§ **Your assignment**
In the movie review below, which actor plays Lefty Rugiero?
BEGIN Text passage
The cast of Al Pacino and Johnny Depp should already be a good reason to see this movie. If not, it has a great story too. You’ll get yourself wrapped up and absorbed by Joe Pistone’s (Donnie Brasco) inner torment as he gets absorbed into the mafia mindset.

Johnny Depp is a FBI undercover agent in the mob. As he and Al Pacino (who plays Lefty Rugiero), a local New York mafia member and his mentor in the mob, create a tight relationship, Johnny Depp (Donnie Brasco as his undercover name) seems to be engaged more than he should with the life in the mafia.

As the group grows (with the help of Johnny and his peers) and the months go by, the marriage of Johnny Depp and his wife (played by Anne Heche) falls apart as a consequence of his engagement with his work. In consequence of his new “marriage” the line with his work and his undercover life seems to blur, he is forced to make choices if he wants the people he likes to stay alive.
END Text passage
BEGIN Recorded data
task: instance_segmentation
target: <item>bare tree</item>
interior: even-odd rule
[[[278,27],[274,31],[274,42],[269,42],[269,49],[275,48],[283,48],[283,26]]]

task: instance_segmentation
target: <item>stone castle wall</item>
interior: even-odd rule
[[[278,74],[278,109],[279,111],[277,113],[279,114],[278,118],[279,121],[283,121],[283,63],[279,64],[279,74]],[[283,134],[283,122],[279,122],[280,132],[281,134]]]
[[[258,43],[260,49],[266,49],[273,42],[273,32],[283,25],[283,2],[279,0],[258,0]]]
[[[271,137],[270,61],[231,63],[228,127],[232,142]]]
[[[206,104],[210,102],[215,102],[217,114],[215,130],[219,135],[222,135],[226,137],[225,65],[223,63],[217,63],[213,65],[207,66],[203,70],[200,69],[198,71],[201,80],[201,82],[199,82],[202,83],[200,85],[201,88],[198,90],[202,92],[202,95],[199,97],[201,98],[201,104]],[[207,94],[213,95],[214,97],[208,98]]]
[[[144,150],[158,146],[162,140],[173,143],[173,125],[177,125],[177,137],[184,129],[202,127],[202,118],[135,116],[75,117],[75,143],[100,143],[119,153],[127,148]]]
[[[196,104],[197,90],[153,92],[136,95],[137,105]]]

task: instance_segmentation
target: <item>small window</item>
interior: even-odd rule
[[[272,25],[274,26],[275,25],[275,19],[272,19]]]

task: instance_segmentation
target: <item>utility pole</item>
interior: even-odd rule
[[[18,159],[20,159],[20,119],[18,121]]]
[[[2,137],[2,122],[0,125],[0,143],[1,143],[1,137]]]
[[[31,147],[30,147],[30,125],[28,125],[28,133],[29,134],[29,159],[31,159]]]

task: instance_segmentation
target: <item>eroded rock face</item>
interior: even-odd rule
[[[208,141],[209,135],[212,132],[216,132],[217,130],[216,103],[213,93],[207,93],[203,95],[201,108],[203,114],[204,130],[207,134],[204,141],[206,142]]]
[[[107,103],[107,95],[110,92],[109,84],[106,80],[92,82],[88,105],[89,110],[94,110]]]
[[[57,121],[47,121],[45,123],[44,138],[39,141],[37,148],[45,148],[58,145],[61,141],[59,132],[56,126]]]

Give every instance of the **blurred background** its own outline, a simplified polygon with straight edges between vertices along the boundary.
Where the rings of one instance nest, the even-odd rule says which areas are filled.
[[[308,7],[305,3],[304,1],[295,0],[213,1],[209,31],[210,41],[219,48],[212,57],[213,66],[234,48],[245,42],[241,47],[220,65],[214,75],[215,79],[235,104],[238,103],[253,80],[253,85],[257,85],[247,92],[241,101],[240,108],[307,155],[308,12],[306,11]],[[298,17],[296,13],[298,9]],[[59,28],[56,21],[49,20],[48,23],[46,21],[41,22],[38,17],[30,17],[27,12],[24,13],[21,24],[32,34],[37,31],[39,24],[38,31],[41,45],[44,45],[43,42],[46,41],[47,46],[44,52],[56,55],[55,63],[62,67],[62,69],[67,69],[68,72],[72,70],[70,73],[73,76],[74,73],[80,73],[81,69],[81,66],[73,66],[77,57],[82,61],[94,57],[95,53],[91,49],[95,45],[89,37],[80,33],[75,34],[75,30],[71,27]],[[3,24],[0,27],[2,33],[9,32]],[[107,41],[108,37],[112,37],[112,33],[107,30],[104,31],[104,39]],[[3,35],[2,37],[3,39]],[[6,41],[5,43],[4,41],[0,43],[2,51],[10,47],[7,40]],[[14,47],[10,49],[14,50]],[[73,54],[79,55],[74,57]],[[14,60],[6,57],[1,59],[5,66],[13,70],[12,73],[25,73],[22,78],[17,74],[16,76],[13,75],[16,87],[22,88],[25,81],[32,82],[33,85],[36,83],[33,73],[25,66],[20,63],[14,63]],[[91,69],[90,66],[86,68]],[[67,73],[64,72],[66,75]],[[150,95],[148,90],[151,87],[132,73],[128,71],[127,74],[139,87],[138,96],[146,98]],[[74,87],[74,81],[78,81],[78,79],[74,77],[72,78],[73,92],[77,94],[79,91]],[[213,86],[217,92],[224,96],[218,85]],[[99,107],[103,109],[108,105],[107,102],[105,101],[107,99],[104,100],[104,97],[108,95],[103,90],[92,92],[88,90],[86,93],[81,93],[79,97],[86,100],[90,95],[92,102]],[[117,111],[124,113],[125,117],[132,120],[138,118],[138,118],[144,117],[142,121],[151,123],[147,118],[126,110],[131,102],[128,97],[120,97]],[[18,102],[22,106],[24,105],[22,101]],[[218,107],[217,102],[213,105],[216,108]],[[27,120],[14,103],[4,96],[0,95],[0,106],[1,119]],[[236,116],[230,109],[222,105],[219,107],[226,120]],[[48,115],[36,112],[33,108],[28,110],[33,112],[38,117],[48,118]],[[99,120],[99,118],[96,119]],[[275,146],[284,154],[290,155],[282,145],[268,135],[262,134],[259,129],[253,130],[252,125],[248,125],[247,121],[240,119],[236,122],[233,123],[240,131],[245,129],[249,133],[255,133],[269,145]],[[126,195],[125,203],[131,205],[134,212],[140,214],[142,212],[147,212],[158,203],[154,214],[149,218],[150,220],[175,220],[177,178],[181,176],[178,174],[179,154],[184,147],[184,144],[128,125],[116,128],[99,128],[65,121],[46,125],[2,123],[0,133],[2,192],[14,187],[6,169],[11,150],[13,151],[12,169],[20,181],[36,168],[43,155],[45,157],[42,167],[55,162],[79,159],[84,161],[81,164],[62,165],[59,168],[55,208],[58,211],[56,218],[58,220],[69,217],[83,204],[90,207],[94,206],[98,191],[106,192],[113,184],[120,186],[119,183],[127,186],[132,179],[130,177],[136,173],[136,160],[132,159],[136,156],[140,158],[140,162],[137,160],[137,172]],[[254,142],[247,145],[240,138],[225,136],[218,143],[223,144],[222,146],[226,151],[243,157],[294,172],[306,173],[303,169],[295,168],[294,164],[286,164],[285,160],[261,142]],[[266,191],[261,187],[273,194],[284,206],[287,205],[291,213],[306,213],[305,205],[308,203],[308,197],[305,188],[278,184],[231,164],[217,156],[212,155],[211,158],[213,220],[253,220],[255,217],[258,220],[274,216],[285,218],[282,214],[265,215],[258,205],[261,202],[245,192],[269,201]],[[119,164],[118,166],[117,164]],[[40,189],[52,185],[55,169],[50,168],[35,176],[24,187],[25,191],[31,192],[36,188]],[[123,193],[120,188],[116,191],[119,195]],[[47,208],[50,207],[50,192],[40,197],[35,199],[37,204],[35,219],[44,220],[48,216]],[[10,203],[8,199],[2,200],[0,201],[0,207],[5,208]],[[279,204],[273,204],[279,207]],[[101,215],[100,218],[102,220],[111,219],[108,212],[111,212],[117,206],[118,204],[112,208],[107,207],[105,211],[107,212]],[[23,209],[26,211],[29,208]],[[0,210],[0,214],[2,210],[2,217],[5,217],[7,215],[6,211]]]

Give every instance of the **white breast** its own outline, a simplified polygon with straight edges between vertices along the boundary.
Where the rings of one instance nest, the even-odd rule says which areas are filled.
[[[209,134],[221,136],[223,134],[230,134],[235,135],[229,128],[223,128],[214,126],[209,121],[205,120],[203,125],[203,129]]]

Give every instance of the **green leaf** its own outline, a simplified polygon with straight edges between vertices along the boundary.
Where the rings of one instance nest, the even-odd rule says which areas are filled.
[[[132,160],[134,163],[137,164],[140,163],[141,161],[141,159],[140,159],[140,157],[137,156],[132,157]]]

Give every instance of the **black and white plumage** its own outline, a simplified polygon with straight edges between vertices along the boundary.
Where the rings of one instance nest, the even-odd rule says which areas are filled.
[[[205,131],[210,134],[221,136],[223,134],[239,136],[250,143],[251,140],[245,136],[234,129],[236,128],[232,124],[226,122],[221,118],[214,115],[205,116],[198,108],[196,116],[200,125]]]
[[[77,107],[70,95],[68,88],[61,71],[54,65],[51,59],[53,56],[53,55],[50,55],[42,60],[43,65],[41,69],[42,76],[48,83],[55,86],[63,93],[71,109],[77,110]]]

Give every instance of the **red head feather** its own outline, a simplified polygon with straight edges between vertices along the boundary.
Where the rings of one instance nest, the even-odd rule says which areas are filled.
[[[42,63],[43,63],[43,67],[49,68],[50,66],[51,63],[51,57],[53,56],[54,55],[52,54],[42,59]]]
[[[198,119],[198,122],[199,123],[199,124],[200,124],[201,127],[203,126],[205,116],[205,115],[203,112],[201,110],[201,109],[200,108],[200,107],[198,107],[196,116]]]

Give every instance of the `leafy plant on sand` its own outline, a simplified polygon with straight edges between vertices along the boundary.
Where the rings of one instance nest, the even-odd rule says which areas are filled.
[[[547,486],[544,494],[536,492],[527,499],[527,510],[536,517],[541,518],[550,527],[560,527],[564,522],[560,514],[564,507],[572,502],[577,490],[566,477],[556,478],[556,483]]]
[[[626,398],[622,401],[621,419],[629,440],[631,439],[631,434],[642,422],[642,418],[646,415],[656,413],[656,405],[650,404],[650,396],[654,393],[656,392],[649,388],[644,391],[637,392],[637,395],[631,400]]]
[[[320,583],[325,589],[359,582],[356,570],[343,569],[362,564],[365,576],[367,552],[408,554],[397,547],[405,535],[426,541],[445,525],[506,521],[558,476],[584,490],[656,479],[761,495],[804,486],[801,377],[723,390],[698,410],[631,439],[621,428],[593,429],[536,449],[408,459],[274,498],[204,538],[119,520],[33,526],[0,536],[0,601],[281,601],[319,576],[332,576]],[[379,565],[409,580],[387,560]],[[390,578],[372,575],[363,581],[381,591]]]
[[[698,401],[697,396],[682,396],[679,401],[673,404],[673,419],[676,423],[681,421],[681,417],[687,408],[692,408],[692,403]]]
END Recorded data
§ **Reply**
Al Pacino